__Problem statement__:
Quote the whole listing word for word. Do not include the pictures.

__Dataset records__:
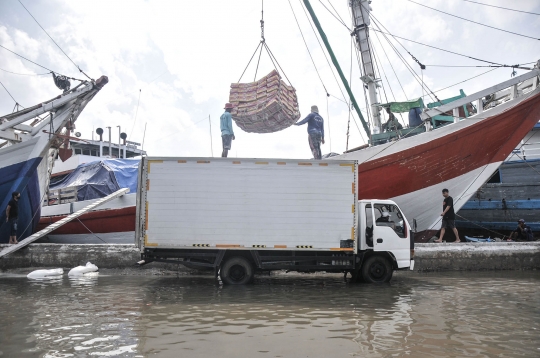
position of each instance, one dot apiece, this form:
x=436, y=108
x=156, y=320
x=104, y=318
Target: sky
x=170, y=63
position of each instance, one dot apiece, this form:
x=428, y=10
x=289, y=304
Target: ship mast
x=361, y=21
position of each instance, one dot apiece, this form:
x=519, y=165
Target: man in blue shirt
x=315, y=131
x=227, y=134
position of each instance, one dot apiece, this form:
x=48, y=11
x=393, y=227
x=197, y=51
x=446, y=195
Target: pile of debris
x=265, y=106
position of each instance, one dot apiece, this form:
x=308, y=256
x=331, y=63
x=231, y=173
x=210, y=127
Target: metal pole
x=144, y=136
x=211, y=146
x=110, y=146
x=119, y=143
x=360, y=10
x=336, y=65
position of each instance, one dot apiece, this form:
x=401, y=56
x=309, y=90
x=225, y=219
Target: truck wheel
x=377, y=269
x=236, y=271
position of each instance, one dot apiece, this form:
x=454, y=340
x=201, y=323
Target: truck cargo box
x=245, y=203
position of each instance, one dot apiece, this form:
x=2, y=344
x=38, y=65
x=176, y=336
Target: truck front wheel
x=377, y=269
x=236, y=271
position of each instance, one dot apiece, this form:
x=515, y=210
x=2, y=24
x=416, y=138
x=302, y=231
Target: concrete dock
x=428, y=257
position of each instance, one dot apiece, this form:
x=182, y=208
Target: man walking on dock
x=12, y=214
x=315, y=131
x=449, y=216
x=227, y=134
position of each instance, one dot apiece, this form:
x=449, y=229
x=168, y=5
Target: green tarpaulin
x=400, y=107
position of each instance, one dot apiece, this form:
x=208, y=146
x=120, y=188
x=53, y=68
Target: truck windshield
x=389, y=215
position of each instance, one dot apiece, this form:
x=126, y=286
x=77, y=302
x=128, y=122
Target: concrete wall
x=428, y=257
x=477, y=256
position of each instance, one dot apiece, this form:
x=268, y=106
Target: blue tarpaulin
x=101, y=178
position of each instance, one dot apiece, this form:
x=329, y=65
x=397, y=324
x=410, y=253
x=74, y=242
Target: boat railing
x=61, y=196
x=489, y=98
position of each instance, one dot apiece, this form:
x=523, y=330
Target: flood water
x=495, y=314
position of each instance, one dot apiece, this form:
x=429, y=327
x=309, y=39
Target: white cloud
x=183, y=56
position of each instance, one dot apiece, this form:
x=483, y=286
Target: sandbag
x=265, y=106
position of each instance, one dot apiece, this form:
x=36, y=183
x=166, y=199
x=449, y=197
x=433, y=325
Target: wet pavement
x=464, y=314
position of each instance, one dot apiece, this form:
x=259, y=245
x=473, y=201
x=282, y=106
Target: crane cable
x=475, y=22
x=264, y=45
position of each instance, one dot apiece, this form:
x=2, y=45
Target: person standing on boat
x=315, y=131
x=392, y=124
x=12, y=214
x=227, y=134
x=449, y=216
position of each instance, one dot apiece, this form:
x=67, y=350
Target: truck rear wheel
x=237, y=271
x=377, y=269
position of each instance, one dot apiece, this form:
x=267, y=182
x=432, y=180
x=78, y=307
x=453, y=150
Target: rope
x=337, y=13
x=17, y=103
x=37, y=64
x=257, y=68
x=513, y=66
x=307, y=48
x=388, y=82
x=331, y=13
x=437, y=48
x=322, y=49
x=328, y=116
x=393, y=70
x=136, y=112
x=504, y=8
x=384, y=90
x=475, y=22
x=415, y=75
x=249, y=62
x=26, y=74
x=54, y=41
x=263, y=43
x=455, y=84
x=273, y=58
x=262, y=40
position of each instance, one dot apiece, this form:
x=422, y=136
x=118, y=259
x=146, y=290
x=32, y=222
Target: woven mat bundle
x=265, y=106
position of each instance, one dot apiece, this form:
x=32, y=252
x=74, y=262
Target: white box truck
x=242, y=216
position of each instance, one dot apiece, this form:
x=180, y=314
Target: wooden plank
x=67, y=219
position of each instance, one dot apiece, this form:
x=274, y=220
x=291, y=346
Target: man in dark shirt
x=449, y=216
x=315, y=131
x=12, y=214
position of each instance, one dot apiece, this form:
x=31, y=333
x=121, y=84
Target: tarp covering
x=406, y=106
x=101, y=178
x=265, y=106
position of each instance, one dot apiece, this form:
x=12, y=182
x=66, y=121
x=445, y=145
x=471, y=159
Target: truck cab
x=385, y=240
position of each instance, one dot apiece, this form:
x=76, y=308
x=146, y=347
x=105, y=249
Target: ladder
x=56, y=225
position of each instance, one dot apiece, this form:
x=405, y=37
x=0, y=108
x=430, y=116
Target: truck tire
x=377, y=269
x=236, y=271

__Exercise solution__:
position of each instance, one dot apiece, this form:
x=436, y=108
x=156, y=320
x=104, y=318
Target: sky
x=170, y=63
position of each instance, one dot apiece, this form:
x=428, y=10
x=289, y=304
Target: ship mast
x=361, y=21
position of each instance, one dot apiece, this form:
x=519, y=165
Target: man in blue shirt
x=315, y=131
x=227, y=134
position of each instance, one dot apiece, this form:
x=48, y=11
x=393, y=227
x=197, y=51
x=446, y=195
Target: pile of debris
x=265, y=106
position of each instance, one dot apiece, this form:
x=308, y=256
x=331, y=63
x=231, y=173
x=210, y=127
Target: metal pole
x=144, y=136
x=211, y=146
x=110, y=146
x=119, y=143
x=360, y=10
x=336, y=65
position of each instance, one dot apiece, this form:
x=401, y=56
x=309, y=90
x=225, y=219
Target: truck wheel
x=377, y=269
x=236, y=271
position of each instance, one dot apiece, this form:
x=454, y=340
x=201, y=323
Target: truck cargo box
x=245, y=203
position of each instance, one dot apiece, this form:
x=2, y=344
x=38, y=65
x=176, y=336
Target: truck front wheel
x=377, y=269
x=236, y=271
position of each instance, one dot apiece, this form:
x=515, y=210
x=2, y=24
x=416, y=138
x=302, y=231
Target: concrete dock
x=428, y=257
position of each instance, one dot apiece, this form:
x=182, y=208
Target: man walking on dock
x=12, y=214
x=315, y=131
x=449, y=216
x=227, y=134
position of each instance, one dot apiece, this form:
x=449, y=229
x=168, y=5
Target: green tarpaulin
x=400, y=107
position of each instance, one dot apiece, this form:
x=208, y=146
x=120, y=188
x=53, y=68
Target: truck windshield
x=389, y=215
position of each instance, one dot apiece, this form:
x=126, y=286
x=77, y=302
x=128, y=122
Target: concrete wall
x=428, y=257
x=477, y=256
position of each instance, one dot apiece, this form:
x=268, y=106
Target: blue tarpaulin
x=101, y=178
position of each instance, one dot apiece, this form:
x=329, y=65
x=397, y=324
x=410, y=253
x=74, y=242
Target: boat railing
x=61, y=196
x=489, y=98
position of each instance, one dot apiece, this form:
x=523, y=330
Target: flood water
x=495, y=314
position of each instance, one dot apiece, this form:
x=429, y=327
x=309, y=39
Target: white cloud
x=183, y=56
position of each instance, one dot apiece, this form:
x=483, y=286
Target: sandbag
x=265, y=106
position of each instance, one dot apiece, this form:
x=36, y=183
x=166, y=199
x=449, y=197
x=433, y=325
Target: wet pavement
x=464, y=314
position of each instance, one dot apiece, this form:
x=259, y=245
x=473, y=201
x=282, y=106
Target: crane cable
x=475, y=22
x=264, y=45
position of each instance, one dot apiece, this form:
x=2, y=45
Target: person standing on boat
x=315, y=131
x=392, y=124
x=12, y=214
x=227, y=134
x=449, y=216
position of each instance, one dot apiece, this form:
x=67, y=350
Target: truck rear wheel
x=237, y=271
x=377, y=269
position of each instance, one dot apiece, this form:
x=267, y=182
x=432, y=180
x=78, y=307
x=453, y=150
Target: rope
x=337, y=13
x=17, y=103
x=37, y=64
x=257, y=68
x=513, y=66
x=307, y=48
x=388, y=82
x=331, y=13
x=437, y=48
x=322, y=49
x=328, y=116
x=393, y=70
x=136, y=112
x=504, y=8
x=384, y=90
x=475, y=22
x=415, y=75
x=249, y=62
x=26, y=74
x=54, y=41
x=263, y=43
x=455, y=84
x=273, y=58
x=262, y=40
position of each instance, one dot apiece, this form:
x=422, y=136
x=118, y=259
x=146, y=290
x=32, y=222
Target: woven mat bundle
x=265, y=106
position of each instance, one dot apiece, this form:
x=32, y=252
x=74, y=262
Target: white box truck
x=242, y=216
position of each instance, one dot apiece, this form:
x=180, y=314
Target: wooden plank
x=67, y=219
position of each instance, one dot apiece, this form:
x=274, y=220
x=291, y=346
Target: man in dark shirt
x=449, y=216
x=315, y=131
x=12, y=214
position of each instance, one dot apiece, this form:
x=31, y=333
x=121, y=84
Target: tarp covering
x=406, y=106
x=101, y=178
x=265, y=106
position of each instance, one dot apiece, this form:
x=12, y=182
x=66, y=121
x=445, y=145
x=471, y=159
Target: truck cab
x=385, y=240
position of each instance, one dot apiece, this form:
x=76, y=308
x=146, y=347
x=105, y=249
Target: ladder
x=56, y=225
position of each instance, one dot apiece, this form:
x=405, y=37
x=0, y=108
x=430, y=116
Target: truck tire
x=377, y=269
x=236, y=271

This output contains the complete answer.